§ Estratto del documento
>>>
8. Ha esposto che la contestazione si limitava a
richiamare le norme asseritamente violate ed il decreto di giudizio immediato
allegato ad una nota del direttore amministrativo, in violazione delle
disposizioni normative e regolamentari, che riservano all’UPD la competenza in
materia disciplinare.

9. Ha dedotto che in ogni caso la contestazione era
viziata dalla genericità dell’atto richiamato e dalla inammissibilità del
rinvio ad un atto esterno, quale il decreto di giudizio immediato.

10. Il motivo è infondato.

11. Deve in questa sede ribadirsi il principio (ex
aliis: Cassazione civile sez. lav., 10/01/2019, n.448 e giurisprudenza ivi
richiamata) secondo cui la contestazione dell’addebito disciplinare ben può
essere effettuata per relationem, anche mediante il richiamo agli atti del
procedimento penale instaurato a carico del lavoratore per fatti e
comportamenti rilevanti anche ai fini disciplinari, ove le accuse formulate in
sede penale siano a conoscenza dell’interessato, risultando rispettati, anche
in tale ipotesi, i principi di correttezza e garanzia del contraddittorio.
<<<
§ Dati
>>>
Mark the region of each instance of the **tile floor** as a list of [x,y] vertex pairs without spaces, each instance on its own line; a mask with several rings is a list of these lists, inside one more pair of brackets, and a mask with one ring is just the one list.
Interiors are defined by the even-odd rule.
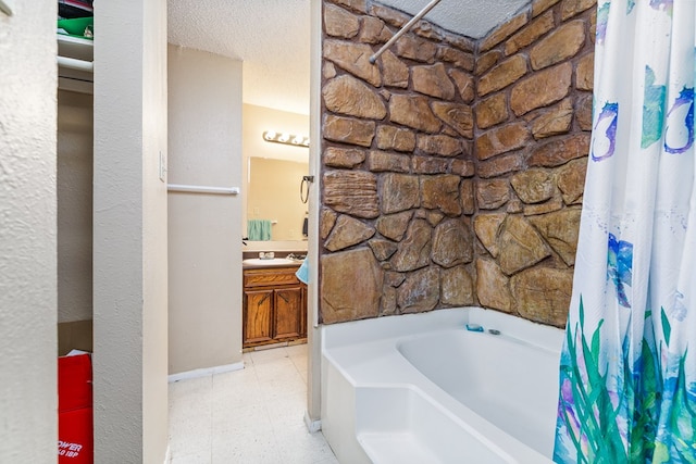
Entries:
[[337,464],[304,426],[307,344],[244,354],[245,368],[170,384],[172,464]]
<<<
>>>
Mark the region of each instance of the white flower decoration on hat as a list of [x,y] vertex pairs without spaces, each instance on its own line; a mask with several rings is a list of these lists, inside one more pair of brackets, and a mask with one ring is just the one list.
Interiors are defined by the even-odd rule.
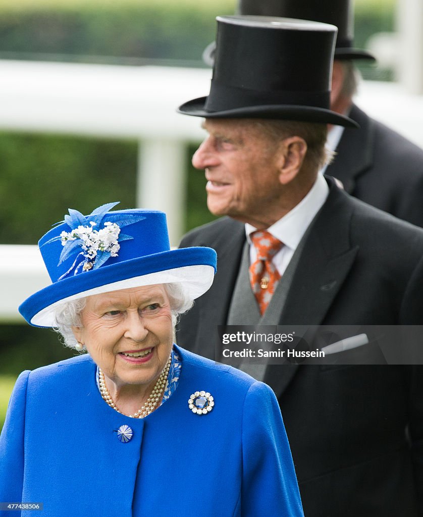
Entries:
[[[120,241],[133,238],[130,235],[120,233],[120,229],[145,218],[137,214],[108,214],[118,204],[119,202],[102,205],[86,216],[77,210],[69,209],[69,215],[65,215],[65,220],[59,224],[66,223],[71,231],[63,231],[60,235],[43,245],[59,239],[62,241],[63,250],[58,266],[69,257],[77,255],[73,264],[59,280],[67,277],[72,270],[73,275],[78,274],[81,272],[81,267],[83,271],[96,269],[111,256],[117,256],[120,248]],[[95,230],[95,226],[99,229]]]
<<<
>>>
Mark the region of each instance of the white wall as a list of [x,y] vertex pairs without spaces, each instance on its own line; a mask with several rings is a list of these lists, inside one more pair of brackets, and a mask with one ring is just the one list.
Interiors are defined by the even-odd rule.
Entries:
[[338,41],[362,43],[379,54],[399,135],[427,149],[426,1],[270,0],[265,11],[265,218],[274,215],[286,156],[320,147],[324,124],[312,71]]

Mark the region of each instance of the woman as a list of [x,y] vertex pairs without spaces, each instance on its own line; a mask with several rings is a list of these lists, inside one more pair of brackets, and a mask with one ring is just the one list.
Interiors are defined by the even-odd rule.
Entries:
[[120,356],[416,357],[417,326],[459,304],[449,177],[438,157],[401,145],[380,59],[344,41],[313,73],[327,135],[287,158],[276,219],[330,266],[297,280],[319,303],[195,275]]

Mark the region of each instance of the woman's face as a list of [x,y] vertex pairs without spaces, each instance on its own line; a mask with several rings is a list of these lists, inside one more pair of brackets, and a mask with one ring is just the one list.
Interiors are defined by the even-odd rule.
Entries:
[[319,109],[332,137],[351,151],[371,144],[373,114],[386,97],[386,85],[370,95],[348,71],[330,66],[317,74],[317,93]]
<<<
§ Consegna 1
Elenca i numeri dei paragrafi che compaiono nell'estratto sulla contestazione disciplinare.
§ Consegna 2
Nell'estratto sulla contestazione disciplinare, a chi riservano la competenza in materia disciplinare le disposizioni normative e regolamentari?
§ Consegna 3
Scrivi il seguito dell'estratto sulla contestazione disciplinare, partendo dopo la sua ultima frase.

§ Risultato dell'esercizio 1
8, 9, 10, 11

§ Risultato dell'esercizio 2
All'UPD.

§ Risultato dell'esercizio 3
12. Alla luce di tale principio, correttamente la
Corte territoriale ha ritenuto legittimo il rinvio della contestazione
disciplinare alla nota del direttore amministrativo cui era allegata copia del
decreto di giudizio immediato, atti trasmessi al lavoratore come allegati alla
medesima contestazione.

13. Nella parte in cui assume la genericità della
contestazione il motivo è inammissibile per difetto di specificità, in quanto
nel ricorso non si trascrivono né l’atto di contestazione né i suoi allegati.

14. Con il terzo motivo si denunzia – ai sensi dell’articolo 360 nr. 3 cod.proc.civ.- violazione e
falsa applicazione dell’articolo 55
quater D.Lgs. 165/2001, censurando la statuizione resa sulla dedotta
violazione dell’articolo 55 quater
D.Lgs. 165/2001.

15. Il ricorrente ha assunto che immotivatamente le
ragioni di reclamo erano state ritenute «estremamente generiche» ed, inoltre,
che l’articolo 55 quater D.Lgs.
165/2001 prevederebbe ipotesi tassative di licenziamento disciplinare per
giusta causa, non derogabili dalla contrattazione collettiva.

16. Il motivo è inammissibile, in quanto non si
confronta con la ratio decidendi della sentenza, che ha dichiarato la
inammissibilità delle ragioni di reclamo sul punto in discussione per mancanza
di specificità.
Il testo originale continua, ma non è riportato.